**Data excerpts:**
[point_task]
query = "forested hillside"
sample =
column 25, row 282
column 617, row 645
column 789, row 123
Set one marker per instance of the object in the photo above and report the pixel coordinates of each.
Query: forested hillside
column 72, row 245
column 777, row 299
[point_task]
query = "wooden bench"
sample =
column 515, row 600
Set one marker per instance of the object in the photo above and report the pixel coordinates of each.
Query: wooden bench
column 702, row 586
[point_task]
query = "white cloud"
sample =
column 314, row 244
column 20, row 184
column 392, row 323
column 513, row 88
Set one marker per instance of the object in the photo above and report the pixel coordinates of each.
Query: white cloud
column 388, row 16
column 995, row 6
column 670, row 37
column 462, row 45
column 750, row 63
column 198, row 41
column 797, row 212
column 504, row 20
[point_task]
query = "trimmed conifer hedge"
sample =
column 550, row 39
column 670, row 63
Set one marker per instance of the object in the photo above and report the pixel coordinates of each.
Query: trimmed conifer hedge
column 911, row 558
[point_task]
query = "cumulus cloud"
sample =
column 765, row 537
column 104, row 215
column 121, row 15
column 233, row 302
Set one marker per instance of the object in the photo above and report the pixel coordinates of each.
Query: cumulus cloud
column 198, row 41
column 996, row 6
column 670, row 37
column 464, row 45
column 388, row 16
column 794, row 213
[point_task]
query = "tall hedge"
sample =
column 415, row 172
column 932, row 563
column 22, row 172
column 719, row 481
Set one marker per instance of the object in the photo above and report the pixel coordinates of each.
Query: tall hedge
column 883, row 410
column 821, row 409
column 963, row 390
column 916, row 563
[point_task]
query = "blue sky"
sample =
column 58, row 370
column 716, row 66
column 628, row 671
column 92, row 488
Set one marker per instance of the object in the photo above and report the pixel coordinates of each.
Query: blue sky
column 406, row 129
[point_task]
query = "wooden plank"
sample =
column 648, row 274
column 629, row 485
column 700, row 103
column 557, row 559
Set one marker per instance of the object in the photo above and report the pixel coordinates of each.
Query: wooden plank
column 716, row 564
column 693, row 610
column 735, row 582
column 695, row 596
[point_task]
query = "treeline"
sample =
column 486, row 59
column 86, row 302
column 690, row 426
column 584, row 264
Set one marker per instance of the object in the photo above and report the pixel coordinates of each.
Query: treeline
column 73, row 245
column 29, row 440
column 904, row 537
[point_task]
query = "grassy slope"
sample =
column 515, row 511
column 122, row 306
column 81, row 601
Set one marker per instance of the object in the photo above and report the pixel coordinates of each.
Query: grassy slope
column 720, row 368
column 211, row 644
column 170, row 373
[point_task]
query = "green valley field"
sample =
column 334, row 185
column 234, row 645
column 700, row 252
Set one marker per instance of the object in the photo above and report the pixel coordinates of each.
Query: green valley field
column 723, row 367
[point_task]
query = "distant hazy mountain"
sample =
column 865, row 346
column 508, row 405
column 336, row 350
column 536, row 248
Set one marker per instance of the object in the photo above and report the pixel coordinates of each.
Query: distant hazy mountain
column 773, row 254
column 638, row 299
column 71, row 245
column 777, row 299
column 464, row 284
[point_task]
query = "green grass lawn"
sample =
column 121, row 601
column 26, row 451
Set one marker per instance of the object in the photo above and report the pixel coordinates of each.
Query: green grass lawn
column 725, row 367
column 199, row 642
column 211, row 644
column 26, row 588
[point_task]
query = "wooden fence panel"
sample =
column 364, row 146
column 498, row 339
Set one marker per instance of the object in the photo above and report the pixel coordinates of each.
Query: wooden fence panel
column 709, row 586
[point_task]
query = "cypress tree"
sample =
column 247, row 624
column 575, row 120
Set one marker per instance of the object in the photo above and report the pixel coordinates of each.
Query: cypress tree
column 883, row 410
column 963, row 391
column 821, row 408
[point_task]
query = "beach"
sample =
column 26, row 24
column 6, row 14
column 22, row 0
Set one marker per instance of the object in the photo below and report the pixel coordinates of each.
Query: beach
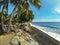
column 43, row 38
column 39, row 36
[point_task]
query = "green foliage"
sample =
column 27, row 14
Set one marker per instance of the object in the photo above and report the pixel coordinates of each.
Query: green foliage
column 25, row 18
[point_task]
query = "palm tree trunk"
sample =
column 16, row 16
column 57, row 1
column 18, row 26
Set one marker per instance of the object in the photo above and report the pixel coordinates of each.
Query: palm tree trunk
column 12, row 14
column 2, row 24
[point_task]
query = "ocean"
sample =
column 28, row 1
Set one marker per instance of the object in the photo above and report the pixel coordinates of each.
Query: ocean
column 51, row 28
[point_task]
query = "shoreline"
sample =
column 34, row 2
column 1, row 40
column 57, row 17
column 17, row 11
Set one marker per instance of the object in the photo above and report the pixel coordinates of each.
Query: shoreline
column 53, row 35
column 43, row 38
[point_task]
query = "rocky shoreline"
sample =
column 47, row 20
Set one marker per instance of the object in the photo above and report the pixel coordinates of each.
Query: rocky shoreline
column 34, row 37
column 42, row 38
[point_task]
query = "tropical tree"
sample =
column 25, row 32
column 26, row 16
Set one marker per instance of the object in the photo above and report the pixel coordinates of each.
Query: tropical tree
column 4, row 7
column 23, row 5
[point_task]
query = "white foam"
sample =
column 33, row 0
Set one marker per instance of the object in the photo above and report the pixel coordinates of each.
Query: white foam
column 54, row 35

**Task requirements:**
Restate the records in full and word for word, but keep the pictures out.

**Result:**
[point_task]
query = "forested hillside"
sample =
column 25, row 282
column 617, row 645
column 789, row 123
Set one marker per instance of the object in the photo above and report the pixel coordinates of each.
Query: forested hillside
column 72, row 245
column 777, row 299
[point_task]
query = "wooden bench"
sample =
column 515, row 600
Set one marker per instance of the object in the photo above and report the pixel coordinates of each.
Query: wooden bench
column 702, row 586
[point_task]
query = "white cloud"
sample =
column 314, row 244
column 20, row 184
column 392, row 323
column 513, row 88
Set one marker per instance of the object in the photo above and report the pixel coordinates of each.
Query: white cloud
column 388, row 16
column 995, row 6
column 670, row 37
column 462, row 45
column 750, row 63
column 198, row 41
column 797, row 212
column 504, row 20
[point_task]
query = "trimmed conifer hedge"
sample =
column 550, row 39
column 670, row 63
Set one marker per instance of the object in the photo above and report the pixel coordinates of each.
Query: trimmed conifer hedge
column 911, row 558
[point_task]
query = "cumulus cloud"
sample =
column 765, row 537
column 104, row 215
column 121, row 15
column 233, row 302
Set one marker per instance of the object in the photo above and report the pixel coordinates of each.
Query: cumulus cloud
column 198, row 41
column 996, row 6
column 670, row 37
column 464, row 45
column 388, row 16
column 794, row 213
[point_task]
query = "tall hedge"
sample =
column 415, row 172
column 932, row 563
column 22, row 172
column 719, row 481
Set one marker per instance of the object in the photo above and report the pixel coordinates of each.
Query: tall hedge
column 883, row 410
column 821, row 409
column 963, row 390
column 916, row 563
[point_task]
query = "blue sky"
sample =
column 58, row 370
column 716, row 66
column 628, row 671
column 92, row 488
Set one marker per instance of the object in the photo above and report the pixel coordinates of each.
Query: blue sky
column 406, row 129
[point_task]
query = "wooden plank"
sample =
column 648, row 274
column 629, row 485
column 700, row 103
column 557, row 559
Set one marker per instance of the object in the photo above and report the pixel coordinates of each.
Query: wooden plank
column 716, row 564
column 693, row 610
column 735, row 582
column 695, row 596
[point_task]
query = "treeline"
sample =
column 486, row 59
column 86, row 302
column 690, row 426
column 584, row 264
Set one marker per instance of the object in the photo above and report the pixel coordinates of each.
Query: treeline
column 73, row 245
column 29, row 440
column 904, row 537
[point_task]
query = "grassy slope"
sample =
column 515, row 511
column 122, row 306
column 81, row 601
Set one marker per instance of the object in the photo above and report the pixel coordinates of each.
Query: grassy slope
column 720, row 368
column 211, row 644
column 170, row 373
[point_task]
query = "green valley field"
sample =
column 334, row 185
column 234, row 645
column 700, row 252
Set one marker per instance of the object in the photo above and report the pixel coordinates of each.
Query: green valley field
column 723, row 367
[point_task]
query = "distant hazy mountain"
sample =
column 865, row 346
column 508, row 405
column 336, row 350
column 536, row 248
Set one marker per instance of the object in the photo above and report the pixel coordinates of each.
Query: distant hazy mountain
column 773, row 254
column 638, row 299
column 71, row 245
column 777, row 299
column 464, row 284
[point_task]
query = "green grass lawn"
sample =
column 121, row 601
column 26, row 451
Set one marker per instance of the object in the photo above and report the pixel coordinates of each.
Query: green grass lawn
column 725, row 367
column 199, row 642
column 211, row 644
column 26, row 588
[point_task]
query = "wooden fence panel"
sample =
column 364, row 146
column 498, row 339
Set one marker per instance of the object in the photo above and report the pixel coordinates of each.
Query: wooden fence panel
column 709, row 586
[point_task]
query = "cypress tree"
sample =
column 247, row 624
column 575, row 120
Set one marker per instance of the object in the photo above and report the pixel coordinates of each.
Query: cypress tree
column 883, row 410
column 963, row 391
column 821, row 408
[point_task]
query = "beach"
sample =
column 26, row 24
column 6, row 14
column 22, row 0
Set one marker per instance of the object in the photo below and report the pixel coordinates of each.
Query: beach
column 43, row 38
column 39, row 36
[point_task]
query = "green foliage"
sample =
column 27, row 14
Set one marker per instance of the object in the photo above and report the pixel coordinates of each.
Query: green foliage
column 25, row 18
[point_task]
query = "palm tree trunk"
sample =
column 16, row 16
column 57, row 1
column 18, row 26
Set one marker per instance of the object in the photo above and report the pixel coordinates of each.
Query: palm tree trunk
column 12, row 14
column 2, row 24
[point_task]
query = "ocean"
sample =
column 28, row 1
Set one marker per instance of the object in the photo above and report the pixel coordinates of each.
Query: ocean
column 51, row 28
[point_task]
query = "shoreline"
sample =
column 34, row 2
column 1, row 40
column 57, row 17
column 17, row 11
Set one marker per instance of the object in the photo above and report the pixel coordinates of each.
Query: shoreline
column 53, row 35
column 43, row 38
[point_task]
query = "rocky shoreline"
sample =
column 47, row 20
Set one marker per instance of the object in the photo above and report the pixel coordinates of each.
Query: rocky shoreline
column 34, row 37
column 42, row 38
[point_task]
query = "tropical tree"
sample =
column 25, row 32
column 26, row 16
Set one marker per instance of the object in the photo above and report the pixel coordinates of each.
Query: tropical tree
column 4, row 7
column 23, row 5
[point_task]
query = "white foam"
sample =
column 33, row 0
Set one marker per instance of the object in the photo above and report the pixel coordinates of each.
Query: white foam
column 54, row 35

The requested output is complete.